- _DATA FOR THIS EXERCISE_:
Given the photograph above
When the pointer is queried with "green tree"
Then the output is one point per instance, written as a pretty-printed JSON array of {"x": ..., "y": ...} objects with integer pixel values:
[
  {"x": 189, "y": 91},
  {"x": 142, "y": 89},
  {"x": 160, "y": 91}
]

- _OBJECTIVE_: Recast every line of the records above as a numbered list, leaving out any blank lines.

- _OUTPUT FOR THIS EXERCISE_:
1. Given the photograph above
2. When the pointer is queried with "green tree"
3. Then the output is one point per instance, written as a pretty-printed JSON array of {"x": ..., "y": ...} objects with integer pixel values:
4. [
5.   {"x": 189, "y": 91},
6.   {"x": 142, "y": 89},
7.   {"x": 160, "y": 91}
8. ]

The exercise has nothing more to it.